━━ Input ━━

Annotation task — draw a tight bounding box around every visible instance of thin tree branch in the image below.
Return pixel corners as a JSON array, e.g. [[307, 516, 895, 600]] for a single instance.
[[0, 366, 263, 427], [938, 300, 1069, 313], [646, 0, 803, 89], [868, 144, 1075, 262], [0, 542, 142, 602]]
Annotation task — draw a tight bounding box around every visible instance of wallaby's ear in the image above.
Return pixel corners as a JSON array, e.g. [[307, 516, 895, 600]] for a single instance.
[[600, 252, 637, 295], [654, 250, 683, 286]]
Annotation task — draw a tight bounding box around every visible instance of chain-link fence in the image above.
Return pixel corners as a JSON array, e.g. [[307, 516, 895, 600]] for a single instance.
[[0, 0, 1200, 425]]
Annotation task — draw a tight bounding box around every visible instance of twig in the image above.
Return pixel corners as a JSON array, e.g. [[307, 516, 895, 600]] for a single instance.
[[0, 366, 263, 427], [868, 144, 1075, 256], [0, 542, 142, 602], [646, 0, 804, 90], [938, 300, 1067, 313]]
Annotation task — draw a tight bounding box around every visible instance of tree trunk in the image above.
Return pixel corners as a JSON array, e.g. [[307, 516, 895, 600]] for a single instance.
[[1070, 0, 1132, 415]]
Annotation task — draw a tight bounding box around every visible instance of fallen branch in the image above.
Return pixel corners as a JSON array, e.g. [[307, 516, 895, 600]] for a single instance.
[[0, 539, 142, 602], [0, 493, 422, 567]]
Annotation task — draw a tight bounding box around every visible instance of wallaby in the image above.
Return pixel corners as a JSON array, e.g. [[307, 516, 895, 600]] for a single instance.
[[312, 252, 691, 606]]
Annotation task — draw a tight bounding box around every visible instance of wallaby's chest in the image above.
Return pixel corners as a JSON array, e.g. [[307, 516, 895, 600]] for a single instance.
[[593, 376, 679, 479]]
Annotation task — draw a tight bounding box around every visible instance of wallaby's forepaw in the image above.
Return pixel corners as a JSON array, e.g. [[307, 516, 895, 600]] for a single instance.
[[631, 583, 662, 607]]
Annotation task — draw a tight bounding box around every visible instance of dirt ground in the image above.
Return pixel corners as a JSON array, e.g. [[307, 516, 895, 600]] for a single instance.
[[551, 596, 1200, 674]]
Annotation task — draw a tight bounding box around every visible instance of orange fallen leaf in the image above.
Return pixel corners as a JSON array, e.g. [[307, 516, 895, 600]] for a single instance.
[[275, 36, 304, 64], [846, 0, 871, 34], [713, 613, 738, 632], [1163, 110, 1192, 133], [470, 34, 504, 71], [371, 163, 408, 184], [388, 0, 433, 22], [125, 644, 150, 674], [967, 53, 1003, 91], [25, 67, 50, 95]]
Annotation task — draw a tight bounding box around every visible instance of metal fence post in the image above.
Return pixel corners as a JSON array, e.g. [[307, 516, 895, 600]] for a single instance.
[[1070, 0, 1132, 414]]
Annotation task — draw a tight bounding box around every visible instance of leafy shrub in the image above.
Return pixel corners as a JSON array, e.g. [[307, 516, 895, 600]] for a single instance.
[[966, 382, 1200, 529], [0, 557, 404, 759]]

━━━

> **Stated problem**
Write out again the stretch of rows from the line containing "ground in the image above." through the end of the rows, requests included, and shift every bounding-box coordinate in the answers up by 124.

> **Task response**
Annotation task — draw a tight bounding box around every visible instance of dirt ground in the image above.
Return pixel corners as a JSON array, e.g. [[307, 516, 895, 600]] for a single instance.
[[675, 720, 1324, 798]]
Annotation task — draw a tight bounding box around every visible instance of orange fallen leaf in the image above.
Return pixel corners as a JSON array, e.g. [[307, 516, 895, 600]] for a single instance.
[[399, 160, 428, 188], [970, 124, 995, 158], [837, 737, 862, 756], [1287, 234, 1316, 257], [594, 158, 628, 195], [495, 287, 532, 308], [512, 124, 557, 146], [249, 768, 274, 798], [1091, 177, 1127, 215], [149, 191, 174, 219]]
Annotation task — draw a tight bounding box around every visible instance of metal fence post in the image above.
Return pixel corners as a JSON array, e.g. [[307, 516, 895, 600]] for a single instance.
[[1194, 124, 1256, 538]]
Annotation task — draw a tight bounding box around every visible instance of leafy shrub in the image above.
Return pixel corners as a JSON array, e.g. [[307, 516, 895, 600]] for a single instance.
[[1090, 506, 1324, 653], [124, 681, 528, 883]]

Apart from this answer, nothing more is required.